### Given exercise
Rewrite the records below, replacing every "pixel coordinates" with "image coordinates" and keeping everything else identical.

### Input ###

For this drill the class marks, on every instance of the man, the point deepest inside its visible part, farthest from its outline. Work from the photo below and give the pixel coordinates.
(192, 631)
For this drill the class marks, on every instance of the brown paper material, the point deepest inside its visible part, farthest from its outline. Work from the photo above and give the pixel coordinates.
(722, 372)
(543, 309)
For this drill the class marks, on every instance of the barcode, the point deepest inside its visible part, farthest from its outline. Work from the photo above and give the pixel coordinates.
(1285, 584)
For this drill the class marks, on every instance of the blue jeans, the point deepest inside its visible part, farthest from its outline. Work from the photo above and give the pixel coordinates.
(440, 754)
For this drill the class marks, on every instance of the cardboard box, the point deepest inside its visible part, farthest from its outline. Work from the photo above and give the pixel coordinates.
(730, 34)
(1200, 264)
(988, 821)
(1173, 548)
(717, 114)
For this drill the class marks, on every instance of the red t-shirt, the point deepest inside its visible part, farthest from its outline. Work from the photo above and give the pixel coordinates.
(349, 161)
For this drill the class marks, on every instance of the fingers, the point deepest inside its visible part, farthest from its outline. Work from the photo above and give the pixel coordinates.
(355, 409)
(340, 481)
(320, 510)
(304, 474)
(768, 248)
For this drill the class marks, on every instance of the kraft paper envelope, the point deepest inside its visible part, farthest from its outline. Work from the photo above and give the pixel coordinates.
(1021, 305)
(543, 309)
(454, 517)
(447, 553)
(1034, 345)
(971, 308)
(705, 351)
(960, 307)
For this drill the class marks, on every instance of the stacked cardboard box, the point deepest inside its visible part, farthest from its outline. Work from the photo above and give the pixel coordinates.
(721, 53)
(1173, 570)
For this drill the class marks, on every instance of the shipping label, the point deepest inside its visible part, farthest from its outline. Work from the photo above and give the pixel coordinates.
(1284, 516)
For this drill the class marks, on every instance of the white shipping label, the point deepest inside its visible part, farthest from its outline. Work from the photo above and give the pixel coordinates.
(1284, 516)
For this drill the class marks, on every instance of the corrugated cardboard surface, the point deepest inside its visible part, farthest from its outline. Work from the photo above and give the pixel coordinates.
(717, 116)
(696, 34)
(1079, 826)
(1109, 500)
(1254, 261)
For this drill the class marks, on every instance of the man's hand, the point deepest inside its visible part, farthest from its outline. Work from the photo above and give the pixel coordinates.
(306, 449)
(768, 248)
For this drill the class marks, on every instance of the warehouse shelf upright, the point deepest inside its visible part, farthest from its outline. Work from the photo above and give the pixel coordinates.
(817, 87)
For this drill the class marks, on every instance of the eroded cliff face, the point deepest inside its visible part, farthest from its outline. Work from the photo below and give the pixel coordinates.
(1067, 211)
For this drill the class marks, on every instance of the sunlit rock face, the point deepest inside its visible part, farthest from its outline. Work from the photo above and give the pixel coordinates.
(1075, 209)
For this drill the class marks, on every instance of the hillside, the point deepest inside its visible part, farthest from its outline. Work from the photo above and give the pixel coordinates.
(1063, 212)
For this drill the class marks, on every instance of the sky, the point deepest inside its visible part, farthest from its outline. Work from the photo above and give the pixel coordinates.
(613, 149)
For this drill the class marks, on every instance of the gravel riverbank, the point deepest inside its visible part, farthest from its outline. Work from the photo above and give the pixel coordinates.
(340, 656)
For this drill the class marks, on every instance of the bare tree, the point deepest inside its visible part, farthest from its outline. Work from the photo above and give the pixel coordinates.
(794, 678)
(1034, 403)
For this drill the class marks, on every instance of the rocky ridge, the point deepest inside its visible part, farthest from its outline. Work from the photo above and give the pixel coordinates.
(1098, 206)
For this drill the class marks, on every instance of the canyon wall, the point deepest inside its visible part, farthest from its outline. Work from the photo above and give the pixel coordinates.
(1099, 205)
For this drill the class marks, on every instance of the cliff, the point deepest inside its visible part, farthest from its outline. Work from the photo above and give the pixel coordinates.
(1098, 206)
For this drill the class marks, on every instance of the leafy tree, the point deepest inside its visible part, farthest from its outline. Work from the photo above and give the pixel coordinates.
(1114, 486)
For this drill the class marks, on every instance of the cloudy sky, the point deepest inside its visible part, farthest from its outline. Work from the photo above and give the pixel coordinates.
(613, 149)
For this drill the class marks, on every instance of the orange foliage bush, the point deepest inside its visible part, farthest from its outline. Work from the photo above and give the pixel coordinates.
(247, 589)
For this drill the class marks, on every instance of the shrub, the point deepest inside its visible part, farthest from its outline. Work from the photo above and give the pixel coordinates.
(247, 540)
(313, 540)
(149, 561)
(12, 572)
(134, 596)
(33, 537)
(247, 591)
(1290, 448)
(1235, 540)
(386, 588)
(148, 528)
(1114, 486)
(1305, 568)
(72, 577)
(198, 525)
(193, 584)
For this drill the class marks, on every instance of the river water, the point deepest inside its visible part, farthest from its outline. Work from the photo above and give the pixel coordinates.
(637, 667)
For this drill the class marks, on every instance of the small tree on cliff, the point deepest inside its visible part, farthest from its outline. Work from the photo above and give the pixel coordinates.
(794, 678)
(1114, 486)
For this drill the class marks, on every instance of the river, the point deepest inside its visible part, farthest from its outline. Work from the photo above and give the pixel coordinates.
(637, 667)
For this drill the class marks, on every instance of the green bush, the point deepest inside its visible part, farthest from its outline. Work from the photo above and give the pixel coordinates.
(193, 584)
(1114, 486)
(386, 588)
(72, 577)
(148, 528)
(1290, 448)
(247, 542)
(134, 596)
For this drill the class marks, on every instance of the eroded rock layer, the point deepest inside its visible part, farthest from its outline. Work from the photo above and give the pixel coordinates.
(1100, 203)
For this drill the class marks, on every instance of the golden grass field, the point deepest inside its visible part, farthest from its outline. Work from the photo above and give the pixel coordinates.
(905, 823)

###

### Result
For this drill the class marks, on every instance of the man, the point deepest inside its visible part, farthest from its outline. Work from the photo below and give the image coordinates.
(192, 631)
For this drill the class marks, on every instance of the brown paper material, the point deepest inside its visible part, farthest from its outline. Work from the photo above and give the image coordinates.
(722, 372)
(543, 309)
For this drill the class marks, on every instance of the barcode, the point deepest inside its visible part, farthest from its outline. Work from the photo above and give the image coordinates.
(1285, 584)
For this drill the class marks, on every instance of the blue jeans, the point deepest inside its visible part, farthest from its outline. Work from the photo above and give the image coordinates.
(440, 754)
For this drill the class marks, on every instance of the cardboard box, the point deepest inside its visible part, farthest from its outline. Work from the photo above and give the image coordinates.
(730, 34)
(1200, 264)
(988, 821)
(1173, 548)
(717, 114)
For this drill the class marks, on every instance of the red t-shirt, the point deepest inside its visible part, farthest from its outline. Work from the photo above and give the image coordinates.
(349, 161)
For this drill the class marks, on every instance of the fingers, the point deepest inside its visible part, farthest from its outline. Work from the photo above and give the image coordinates.
(355, 409)
(340, 481)
(320, 510)
(304, 474)
(768, 248)
For this drill the class marks, on every instance of the kraft paper envelope, the point deepest inside its visible part, farthest from its outline. Work from the photo above and give the image coordinates.
(1021, 305)
(543, 309)
(454, 517)
(447, 553)
(1034, 345)
(971, 308)
(705, 351)
(960, 307)
For this drill the class marks, on every instance of the stacked cardboard box, the point deepest inside its visible part, farthest from its outline. Work from the photo above and give the image coordinates.
(721, 53)
(1173, 570)
For this drill the class marks, on every instance of the shipping label, the point deepest inside its visible part, farthest from its outline. Work from the photo above and give the image coordinates.
(1284, 516)
For this drill the class marks, on every instance of the white shipping label, the point deepest inside its visible part, farthest from its outline. Work from the photo above and give the image coordinates.
(1284, 516)
For this drill the class marks, on every instance of the corrugated cardboard surface, the point deepest inside its visible part, farthest from its outline. Work from the photo above and give the image coordinates.
(717, 116)
(696, 34)
(1079, 826)
(1109, 500)
(1254, 261)
For this drill the class marks, on every instance of the man's hand, the point deepest inside its visible part, farthest from its outline. Work from the photo above and give the image coordinates.
(306, 449)
(768, 248)
For this drill the class marks, on every instance of the warehouse shelf upright, the point deepest inside its visible part, farthest from its outline. Work from the photo above and give the image coordinates.
(817, 87)
For this drill the class marks, on every instance of the eroded cliff face, the point deepest inside its visible part, farthest from its outline. Work from the photo below and give the image coordinates.
(1067, 211)
For this drill the class marks, on every instance of the sunlit rock face, the point deepest inside its visible part, farthest from its outline. Work from the photo above and give the image coordinates.
(1075, 209)
For this drill the class marks, on every instance of the hillside, the point deepest inside its visible part, farthest from its outline. Work from the photo above and give the image coordinates.
(1063, 212)
For this drill the class marks, on every instance of the sky, the point deepest inside its visible part, farthest from its outline. Work from the photo above and give the image coordinates.
(613, 149)
For this drill the class marks, on every instance of the gravel riverbank, the point deepest inside its visible part, farthest from its outline. Work from the photo above and give the image coordinates.
(340, 656)
For this drill the class marks, on every instance of the bare tree, the point deepest inside its visible part, farthest from its outline. Work from the photo above and give the image coordinates.
(794, 678)
(1034, 403)
For this drill the class marks, on every instance of the rocky ridge, the point deepest inside its visible part, farthest from its outline. Work from the photo above and give the image coordinates.
(1098, 206)
For this drill the class marks, on every instance of the canyon wall, the point deepest inside its visible part, farthest from its outline. Work from the photo above and give the image coordinates.
(1099, 205)
For this drill the class marks, on every instance of the cliff, the point deepest inside its visible part, farthest from its outline. Work from the photo above and give the image coordinates.
(1098, 206)
For this drill the class marks, on every instance of the leafy tree, the point deepest inside its visible part, farthest from its outline. Work from the photo above and give the image coordinates.
(1114, 486)
For this drill the class marks, on every instance of the cloudy sky, the point deepest inside its visible part, farthest from its outline. Work from the photo above and give the image coordinates.
(613, 149)
For this drill the class marks, on every instance of the orange foliage bush, the point deepest inside its visible part, farthest from its outline. Work from the photo above and give the image coordinates.
(247, 589)
For this drill the class marks, on every instance of the shrub, the point deepest inside its visible part, farthest from its outline. Work from the photo above and give the image coordinates.
(247, 540)
(313, 540)
(149, 561)
(12, 572)
(134, 596)
(33, 537)
(247, 591)
(1290, 448)
(1235, 540)
(386, 588)
(148, 528)
(1114, 486)
(1305, 568)
(72, 577)
(198, 525)
(193, 584)
For this drill the class marks, on every instance of the river water, the point deepest inside its visible part, farthest from its outline. Work from the photo above and give the image coordinates.
(637, 667)
For this drill the class marks, on every instance of the small tree on cliff, the point deepest inside its visible part, farthest from its outline. Work from the photo above and give the image coordinates.
(794, 678)
(1114, 486)
For this drill the class marks, on every instance of the river, the point deepest inside its visible part, farthest from its outline. Work from the photo above and give the image coordinates.
(637, 667)
For this drill the class marks, on every instance of the green bush, the point deepest inside its visible part, farthest from its outline. Work from the photo above and give the image coordinates.
(193, 584)
(1114, 486)
(386, 588)
(72, 577)
(148, 528)
(1290, 448)
(247, 542)
(134, 596)
For this drill the class marks, on every instance of the eroded rock layer, the point deepest inside its visible part, farthest from its outline. Work from the photo above and give the image coordinates.
(1100, 203)
For this drill the class marks, on every instance of the golden grass field, the point deepest inside its visible part, farthest from its outline. Work from the photo above and give the image coordinates.
(905, 823)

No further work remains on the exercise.